WORK TO DO — Retype all the records with nothing changed.

[Begin MATERIAL FOR THIS TASK]

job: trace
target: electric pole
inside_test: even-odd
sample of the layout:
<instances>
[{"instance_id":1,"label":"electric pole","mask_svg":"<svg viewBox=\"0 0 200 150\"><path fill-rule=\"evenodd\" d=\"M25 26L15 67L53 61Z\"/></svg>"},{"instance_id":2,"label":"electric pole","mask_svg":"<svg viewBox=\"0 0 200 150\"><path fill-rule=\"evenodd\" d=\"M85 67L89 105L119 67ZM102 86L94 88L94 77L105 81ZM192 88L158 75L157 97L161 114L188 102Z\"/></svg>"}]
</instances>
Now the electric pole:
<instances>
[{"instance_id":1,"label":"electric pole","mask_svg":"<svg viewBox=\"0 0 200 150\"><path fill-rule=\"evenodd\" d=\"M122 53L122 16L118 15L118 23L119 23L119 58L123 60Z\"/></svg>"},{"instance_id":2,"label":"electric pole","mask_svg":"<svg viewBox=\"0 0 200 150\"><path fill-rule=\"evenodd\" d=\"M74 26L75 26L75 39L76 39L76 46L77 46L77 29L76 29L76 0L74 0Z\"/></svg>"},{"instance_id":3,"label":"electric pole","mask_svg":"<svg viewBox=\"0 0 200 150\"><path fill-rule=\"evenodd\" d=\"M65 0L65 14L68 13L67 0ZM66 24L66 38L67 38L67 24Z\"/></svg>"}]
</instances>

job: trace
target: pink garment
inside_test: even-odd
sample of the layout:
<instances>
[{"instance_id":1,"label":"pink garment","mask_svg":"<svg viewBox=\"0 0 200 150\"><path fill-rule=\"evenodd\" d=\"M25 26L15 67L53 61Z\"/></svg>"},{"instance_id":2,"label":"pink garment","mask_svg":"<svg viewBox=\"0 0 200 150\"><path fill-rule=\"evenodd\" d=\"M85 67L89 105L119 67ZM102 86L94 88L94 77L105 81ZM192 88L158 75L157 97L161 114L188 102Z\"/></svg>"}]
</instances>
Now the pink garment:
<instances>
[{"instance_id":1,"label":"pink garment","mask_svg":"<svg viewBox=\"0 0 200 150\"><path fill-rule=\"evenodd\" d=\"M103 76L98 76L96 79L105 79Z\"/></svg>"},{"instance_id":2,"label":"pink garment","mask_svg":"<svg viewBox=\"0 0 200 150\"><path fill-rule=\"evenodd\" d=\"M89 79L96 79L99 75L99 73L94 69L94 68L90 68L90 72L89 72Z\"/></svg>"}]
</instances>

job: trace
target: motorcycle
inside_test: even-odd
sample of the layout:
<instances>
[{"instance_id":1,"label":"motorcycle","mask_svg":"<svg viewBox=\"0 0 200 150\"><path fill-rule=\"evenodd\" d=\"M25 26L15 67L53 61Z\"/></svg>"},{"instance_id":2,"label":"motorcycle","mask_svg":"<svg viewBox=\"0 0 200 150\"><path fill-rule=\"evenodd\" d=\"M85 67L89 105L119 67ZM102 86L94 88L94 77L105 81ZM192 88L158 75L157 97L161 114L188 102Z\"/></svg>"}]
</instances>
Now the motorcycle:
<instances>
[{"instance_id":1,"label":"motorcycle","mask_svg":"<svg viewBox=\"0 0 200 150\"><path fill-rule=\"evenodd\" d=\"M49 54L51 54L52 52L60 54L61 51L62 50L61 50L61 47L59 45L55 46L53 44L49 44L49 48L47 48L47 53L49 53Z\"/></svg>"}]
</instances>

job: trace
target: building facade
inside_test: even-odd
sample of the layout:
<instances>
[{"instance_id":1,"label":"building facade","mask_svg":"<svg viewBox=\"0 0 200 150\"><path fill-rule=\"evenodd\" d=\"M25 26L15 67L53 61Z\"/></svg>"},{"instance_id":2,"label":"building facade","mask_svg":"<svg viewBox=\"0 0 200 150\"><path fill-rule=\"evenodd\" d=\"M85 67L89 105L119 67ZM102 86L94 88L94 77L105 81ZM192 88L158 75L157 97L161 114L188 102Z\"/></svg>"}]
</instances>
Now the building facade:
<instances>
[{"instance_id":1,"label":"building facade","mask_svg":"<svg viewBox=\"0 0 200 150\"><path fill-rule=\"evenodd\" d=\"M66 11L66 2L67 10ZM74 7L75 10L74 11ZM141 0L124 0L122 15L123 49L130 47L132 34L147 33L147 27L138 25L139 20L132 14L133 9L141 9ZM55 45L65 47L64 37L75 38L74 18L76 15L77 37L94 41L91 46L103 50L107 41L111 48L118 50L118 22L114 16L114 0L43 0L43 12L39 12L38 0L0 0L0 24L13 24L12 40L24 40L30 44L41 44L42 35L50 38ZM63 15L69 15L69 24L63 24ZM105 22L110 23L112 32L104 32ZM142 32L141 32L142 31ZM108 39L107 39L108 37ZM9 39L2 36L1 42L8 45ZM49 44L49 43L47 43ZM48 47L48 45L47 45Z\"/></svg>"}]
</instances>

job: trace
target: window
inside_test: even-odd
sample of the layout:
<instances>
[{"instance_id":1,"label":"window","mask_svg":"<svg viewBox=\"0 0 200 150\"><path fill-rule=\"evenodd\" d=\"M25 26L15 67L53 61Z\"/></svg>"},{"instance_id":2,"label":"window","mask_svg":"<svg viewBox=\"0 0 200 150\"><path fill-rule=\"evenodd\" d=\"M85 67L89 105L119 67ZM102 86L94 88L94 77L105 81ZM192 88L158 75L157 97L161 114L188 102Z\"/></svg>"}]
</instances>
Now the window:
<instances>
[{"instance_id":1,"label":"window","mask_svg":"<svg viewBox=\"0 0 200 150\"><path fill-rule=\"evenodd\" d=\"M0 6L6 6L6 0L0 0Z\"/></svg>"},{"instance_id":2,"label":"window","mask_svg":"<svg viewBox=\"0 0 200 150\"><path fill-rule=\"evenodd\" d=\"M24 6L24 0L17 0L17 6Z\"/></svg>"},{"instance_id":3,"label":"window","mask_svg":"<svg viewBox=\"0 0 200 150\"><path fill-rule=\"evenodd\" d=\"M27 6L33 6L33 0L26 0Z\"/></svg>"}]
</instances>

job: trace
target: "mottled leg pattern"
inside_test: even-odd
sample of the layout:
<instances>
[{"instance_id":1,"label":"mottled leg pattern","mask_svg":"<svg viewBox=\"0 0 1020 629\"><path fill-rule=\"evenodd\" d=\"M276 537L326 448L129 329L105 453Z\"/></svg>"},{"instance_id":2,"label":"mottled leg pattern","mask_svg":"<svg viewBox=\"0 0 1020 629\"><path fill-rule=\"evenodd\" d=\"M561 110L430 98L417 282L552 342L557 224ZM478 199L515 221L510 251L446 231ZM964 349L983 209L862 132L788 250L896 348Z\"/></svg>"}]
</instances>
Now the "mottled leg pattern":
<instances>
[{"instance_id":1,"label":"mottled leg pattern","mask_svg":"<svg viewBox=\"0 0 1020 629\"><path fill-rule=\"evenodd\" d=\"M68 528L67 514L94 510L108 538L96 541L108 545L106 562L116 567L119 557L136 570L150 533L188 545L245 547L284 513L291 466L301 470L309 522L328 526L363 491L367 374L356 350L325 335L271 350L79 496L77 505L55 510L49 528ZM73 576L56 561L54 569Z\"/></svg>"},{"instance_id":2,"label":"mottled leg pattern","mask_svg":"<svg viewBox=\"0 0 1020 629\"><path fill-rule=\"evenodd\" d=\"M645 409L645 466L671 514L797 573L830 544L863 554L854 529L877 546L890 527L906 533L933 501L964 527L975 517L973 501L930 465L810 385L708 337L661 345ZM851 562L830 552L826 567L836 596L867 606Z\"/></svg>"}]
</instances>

[End MATERIAL FOR THIS TASK]

THE RESPONSE —
job: trace
target: electric pole
inside_test: even-odd
sample of the layout:
<instances>
[{"instance_id":1,"label":"electric pole","mask_svg":"<svg viewBox=\"0 0 200 150\"><path fill-rule=\"evenodd\" d=\"M25 26L15 67L53 61Z\"/></svg>"},{"instance_id":2,"label":"electric pole","mask_svg":"<svg viewBox=\"0 0 200 150\"><path fill-rule=\"evenodd\" d=\"M85 67L89 105L119 67ZM102 86L94 88L94 77L105 81ZM192 88L158 75L157 97L161 114L188 102Z\"/></svg>"}]
</instances>
Now the electric pole:
<instances>
[{"instance_id":1,"label":"electric pole","mask_svg":"<svg viewBox=\"0 0 200 150\"><path fill-rule=\"evenodd\" d=\"M122 53L122 16L118 15L118 23L119 23L119 58L123 60Z\"/></svg>"},{"instance_id":2,"label":"electric pole","mask_svg":"<svg viewBox=\"0 0 200 150\"><path fill-rule=\"evenodd\" d=\"M74 26L75 26L75 39L76 39L76 46L77 46L77 29L76 29L76 0L74 0Z\"/></svg>"},{"instance_id":3,"label":"electric pole","mask_svg":"<svg viewBox=\"0 0 200 150\"><path fill-rule=\"evenodd\" d=\"M65 0L65 14L68 13L67 0ZM66 24L66 38L67 38L67 24Z\"/></svg>"}]
</instances>

job: trace
target: pink garment
inside_test: even-odd
sample of the layout:
<instances>
[{"instance_id":1,"label":"pink garment","mask_svg":"<svg viewBox=\"0 0 200 150\"><path fill-rule=\"evenodd\" d=\"M25 26L15 67L53 61Z\"/></svg>"},{"instance_id":2,"label":"pink garment","mask_svg":"<svg viewBox=\"0 0 200 150\"><path fill-rule=\"evenodd\" d=\"M85 67L89 105L119 67ZM102 86L94 88L94 77L105 81ZM192 88L158 75L157 97L161 114L188 102Z\"/></svg>"}]
</instances>
Now the pink garment:
<instances>
[{"instance_id":1,"label":"pink garment","mask_svg":"<svg viewBox=\"0 0 200 150\"><path fill-rule=\"evenodd\" d=\"M103 76L98 76L96 79L105 79Z\"/></svg>"},{"instance_id":2,"label":"pink garment","mask_svg":"<svg viewBox=\"0 0 200 150\"><path fill-rule=\"evenodd\" d=\"M89 79L96 79L99 75L99 73L94 69L94 68L90 68L90 72L89 72Z\"/></svg>"}]
</instances>

job: trace
target: motorcycle
inside_test: even-odd
sample of the layout:
<instances>
[{"instance_id":1,"label":"motorcycle","mask_svg":"<svg viewBox=\"0 0 200 150\"><path fill-rule=\"evenodd\" d=\"M25 26L15 67L53 61Z\"/></svg>"},{"instance_id":2,"label":"motorcycle","mask_svg":"<svg viewBox=\"0 0 200 150\"><path fill-rule=\"evenodd\" d=\"M85 67L89 105L119 67ZM102 86L94 88L94 77L105 81ZM192 88L158 75L157 97L161 114L188 102Z\"/></svg>"}]
</instances>
Now the motorcycle:
<instances>
[{"instance_id":1,"label":"motorcycle","mask_svg":"<svg viewBox=\"0 0 200 150\"><path fill-rule=\"evenodd\" d=\"M49 54L51 54L52 52L60 54L61 51L62 50L61 50L61 47L59 45L55 46L53 44L49 44L49 48L47 48L47 53L49 53Z\"/></svg>"}]
</instances>

job: trace
target: building facade
inside_test: even-odd
sample of the layout:
<instances>
[{"instance_id":1,"label":"building facade","mask_svg":"<svg viewBox=\"0 0 200 150\"><path fill-rule=\"evenodd\" d=\"M25 26L15 67L53 61Z\"/></svg>"},{"instance_id":2,"label":"building facade","mask_svg":"<svg viewBox=\"0 0 200 150\"><path fill-rule=\"evenodd\" d=\"M85 67L89 105L119 67ZM102 86L94 88L94 77L105 81ZM192 88L158 75L157 97L161 114L188 102Z\"/></svg>"}]
</instances>
Now the building facade:
<instances>
[{"instance_id":1,"label":"building facade","mask_svg":"<svg viewBox=\"0 0 200 150\"><path fill-rule=\"evenodd\" d=\"M66 11L66 2L67 10ZM74 7L75 10L74 11ZM141 0L124 0L122 15L123 49L130 47L132 34L147 33L147 27L138 25L139 20L132 14L133 9L141 9ZM55 45L65 47L64 37L75 38L74 18L76 15L77 37L94 41L91 46L103 50L107 41L111 48L118 50L118 22L114 16L114 0L43 0L43 12L39 12L38 0L0 0L0 24L13 24L12 40L24 40L30 44L41 44L42 35L50 38ZM63 15L69 15L69 24L63 24ZM105 22L110 23L112 32L104 32ZM142 32L141 32L142 31ZM108 39L107 39L108 37ZM9 39L2 36L1 42L8 45ZM49 44L49 43L47 43ZM48 47L48 45L47 45Z\"/></svg>"}]
</instances>

job: trace
target: window
inside_test: even-odd
sample of the layout:
<instances>
[{"instance_id":1,"label":"window","mask_svg":"<svg viewBox=\"0 0 200 150\"><path fill-rule=\"evenodd\" d=\"M25 26L15 67L53 61Z\"/></svg>"},{"instance_id":2,"label":"window","mask_svg":"<svg viewBox=\"0 0 200 150\"><path fill-rule=\"evenodd\" d=\"M85 67L89 105L119 67ZM102 86L94 88L94 77L105 81ZM192 88L158 75L157 97L161 114L188 102Z\"/></svg>"}]
</instances>
Now the window:
<instances>
[{"instance_id":1,"label":"window","mask_svg":"<svg viewBox=\"0 0 200 150\"><path fill-rule=\"evenodd\" d=\"M0 6L6 6L6 0L0 0Z\"/></svg>"},{"instance_id":2,"label":"window","mask_svg":"<svg viewBox=\"0 0 200 150\"><path fill-rule=\"evenodd\" d=\"M24 6L24 0L17 0L17 6Z\"/></svg>"},{"instance_id":3,"label":"window","mask_svg":"<svg viewBox=\"0 0 200 150\"><path fill-rule=\"evenodd\" d=\"M27 6L33 6L33 0L26 0Z\"/></svg>"}]
</instances>

job: trace
target: "mottled leg pattern"
inside_test: even-odd
sample of the layout:
<instances>
[{"instance_id":1,"label":"mottled leg pattern","mask_svg":"<svg viewBox=\"0 0 1020 629\"><path fill-rule=\"evenodd\" d=\"M276 537L326 448L129 329L105 453Z\"/></svg>"},{"instance_id":2,"label":"mottled leg pattern","mask_svg":"<svg viewBox=\"0 0 1020 629\"><path fill-rule=\"evenodd\" d=\"M561 110L430 98L417 282L552 342L557 224ZM478 199L515 221L510 251L446 231ZM964 349L983 209L862 132L788 250L896 348Z\"/></svg>"}]
</instances>
Now the "mottled leg pattern":
<instances>
[{"instance_id":1,"label":"mottled leg pattern","mask_svg":"<svg viewBox=\"0 0 1020 629\"><path fill-rule=\"evenodd\" d=\"M68 528L67 514L94 510L108 538L96 541L108 545L106 562L116 567L119 557L136 570L150 533L188 545L245 547L284 513L291 466L301 470L309 522L328 526L363 491L367 374L356 350L325 335L271 350L79 496L77 505L55 510L49 528ZM73 576L56 561L54 569Z\"/></svg>"},{"instance_id":2,"label":"mottled leg pattern","mask_svg":"<svg viewBox=\"0 0 1020 629\"><path fill-rule=\"evenodd\" d=\"M645 409L645 466L671 514L797 573L830 544L863 554L854 529L877 546L890 527L906 533L933 501L964 527L975 517L973 501L930 465L810 385L708 337L661 345ZM851 562L830 552L826 567L836 596L867 606Z\"/></svg>"}]
</instances>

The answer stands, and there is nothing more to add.